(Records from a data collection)

________________________________________

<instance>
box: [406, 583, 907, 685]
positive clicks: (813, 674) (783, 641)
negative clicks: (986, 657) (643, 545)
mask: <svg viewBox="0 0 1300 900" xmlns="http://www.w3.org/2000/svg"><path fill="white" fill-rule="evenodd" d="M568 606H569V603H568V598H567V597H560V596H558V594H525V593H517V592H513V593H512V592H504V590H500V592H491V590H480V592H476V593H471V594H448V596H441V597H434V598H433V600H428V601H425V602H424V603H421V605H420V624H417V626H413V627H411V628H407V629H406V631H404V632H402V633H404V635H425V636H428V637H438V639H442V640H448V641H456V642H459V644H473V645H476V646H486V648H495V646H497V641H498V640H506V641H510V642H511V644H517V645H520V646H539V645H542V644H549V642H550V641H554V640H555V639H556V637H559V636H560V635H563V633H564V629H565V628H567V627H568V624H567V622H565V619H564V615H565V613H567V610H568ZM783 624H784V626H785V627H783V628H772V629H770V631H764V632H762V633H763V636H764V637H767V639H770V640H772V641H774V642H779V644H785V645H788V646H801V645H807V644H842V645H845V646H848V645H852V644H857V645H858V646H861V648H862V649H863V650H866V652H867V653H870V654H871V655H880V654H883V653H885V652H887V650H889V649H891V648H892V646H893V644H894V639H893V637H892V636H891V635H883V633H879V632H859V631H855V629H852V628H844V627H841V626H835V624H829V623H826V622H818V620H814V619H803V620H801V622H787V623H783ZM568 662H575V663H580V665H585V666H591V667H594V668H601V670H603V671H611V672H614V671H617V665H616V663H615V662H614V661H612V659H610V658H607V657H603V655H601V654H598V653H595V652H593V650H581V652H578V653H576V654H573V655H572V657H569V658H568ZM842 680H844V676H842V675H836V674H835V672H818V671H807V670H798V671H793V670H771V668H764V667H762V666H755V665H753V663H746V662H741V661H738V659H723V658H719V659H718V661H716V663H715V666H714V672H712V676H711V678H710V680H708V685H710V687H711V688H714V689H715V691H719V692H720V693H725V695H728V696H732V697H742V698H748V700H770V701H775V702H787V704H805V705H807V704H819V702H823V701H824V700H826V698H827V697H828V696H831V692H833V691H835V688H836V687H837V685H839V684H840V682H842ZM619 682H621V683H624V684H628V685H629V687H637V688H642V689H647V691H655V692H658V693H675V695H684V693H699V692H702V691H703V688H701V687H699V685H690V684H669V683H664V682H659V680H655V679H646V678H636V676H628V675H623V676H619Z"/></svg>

________________________________________

◆ REQUIREMENT ◆
Render each line of the material above as an item in a numbered list, skipping any blank lines.

◆ RESPONSE ◆
1. <instance>
2. box: [406, 583, 907, 685]
3. positive clicks: (813, 674) (783, 641)
4. negative clicks: (986, 657) (643, 545)
5. mask: <svg viewBox="0 0 1300 900" xmlns="http://www.w3.org/2000/svg"><path fill="white" fill-rule="evenodd" d="M568 606H569V603H568V598H567V597H560V596H558V594H525V593H517V592H513V593H512V592H504V590H500V592H491V590H480V592H476V593H471V594H448V596H441V597H434V598H433V600H428V601H425V602H424V603H421V605H420V624H417V626H413V627H411V628H407V629H406V631H404V632H402V633H404V635H425V636H428V637H438V639H442V640H448V641H456V642H459V644H473V645H476V646H486V648H495V646H497V641H498V640H506V641H510V642H511V644H517V645H520V646H539V645H542V644H549V642H550V641H554V640H555V639H556V637H559V636H560V635H563V633H564V629H565V628H567V627H568V624H567V622H565V619H564V615H565V613H567V610H568ZM783 624H784V626H785V627H783V628H772V629H770V631H764V632H762V633H763V636H764V637H767V639H770V640H772V641H774V642H779V644H785V645H788V646H801V645H807V644H842V645H845V646H848V645H852V644H857V645H858V646H861V648H862V649H863V650H866V652H867V653H870V654H871V655H880V654H883V653H885V652H887V650H889V649H891V648H892V646H893V644H894V639H893V637H892V636H891V635H883V633H879V632H859V631H855V629H852V628H844V627H841V626H835V624H829V623H826V622H818V620H814V619H803V620H801V622H787V623H783ZM568 662H575V663H580V665H585V666H591V667H594V668H601V670H603V671H611V672H614V671H617V665H616V663H615V662H614V661H612V659H610V658H607V657H603V655H601V654H598V653H595V652H593V650H581V652H578V653H576V654H573V655H572V657H569V658H568ZM842 680H844V676H842V675H836V674H835V672H818V671H807V670H798V671H793V670H771V668H764V667H762V666H755V665H753V663H746V662H741V661H738V659H723V658H719V659H718V661H716V663H715V666H714V672H712V676H711V678H710V680H708V685H710V687H711V688H714V689H715V691H719V692H720V693H725V695H728V696H732V697H742V698H748V700H770V701H775V702H787V704H805V705H807V704H819V702H823V701H824V700H826V698H827V697H828V696H831V692H833V691H835V688H836V687H837V685H839V684H840V682H842ZM619 682H621V683H624V684H628V685H629V687H637V688H642V689H647V691H655V692H658V693H675V695H684V693H699V692H702V691H703V688H701V687H699V685H690V684H669V683H664V682H659V680H655V679H646V678H636V676H628V675H623V676H619Z"/></svg>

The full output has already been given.